Please change "marker" to "dot" in the lines starting with the line that contains "Drop one marker on each instance of the rock gorge" and going on through the line that contains "[[137, 330], [55, 113]]". Return only those lines, with everything else left as it is.

-- start SUPPLIED MATERIAL --

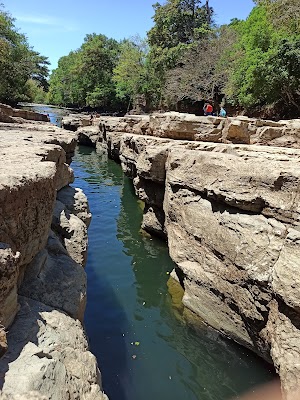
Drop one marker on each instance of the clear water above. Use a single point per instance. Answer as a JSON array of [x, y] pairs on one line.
[[55, 114], [136, 325], [134, 319]]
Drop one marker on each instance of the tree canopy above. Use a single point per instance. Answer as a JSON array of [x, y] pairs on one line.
[[251, 64], [18, 63]]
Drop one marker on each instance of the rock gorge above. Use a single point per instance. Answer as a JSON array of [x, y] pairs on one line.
[[224, 193], [43, 240]]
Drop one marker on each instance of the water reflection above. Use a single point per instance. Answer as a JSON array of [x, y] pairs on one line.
[[137, 330], [55, 113]]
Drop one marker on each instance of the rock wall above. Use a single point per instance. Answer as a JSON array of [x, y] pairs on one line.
[[14, 115], [229, 210], [43, 243]]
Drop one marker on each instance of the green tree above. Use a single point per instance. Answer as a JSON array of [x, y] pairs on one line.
[[18, 62], [202, 71], [178, 26], [84, 77], [266, 66]]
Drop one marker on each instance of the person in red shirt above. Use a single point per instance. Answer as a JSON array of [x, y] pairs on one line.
[[208, 109]]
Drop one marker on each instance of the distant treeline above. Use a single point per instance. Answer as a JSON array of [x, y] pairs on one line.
[[251, 65]]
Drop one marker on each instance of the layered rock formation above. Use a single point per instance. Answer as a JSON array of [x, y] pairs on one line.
[[43, 242], [230, 213], [14, 115]]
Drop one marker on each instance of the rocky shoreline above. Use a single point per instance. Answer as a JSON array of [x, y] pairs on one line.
[[43, 235], [224, 193]]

-- end SUPPLIED MATERIAL --

__ANSWER IN FULL__
Drop one dot on each instance of the rock gorge above. Use a single point per instance. Answer as a JSON array of [x, y] pairs on one line.
[[224, 193], [43, 240]]
Drop one dot on each instance of the water reflection above. Use a single point per instance. Answer as a JSON array of [x, y] pairs on one line.
[[137, 330], [55, 113]]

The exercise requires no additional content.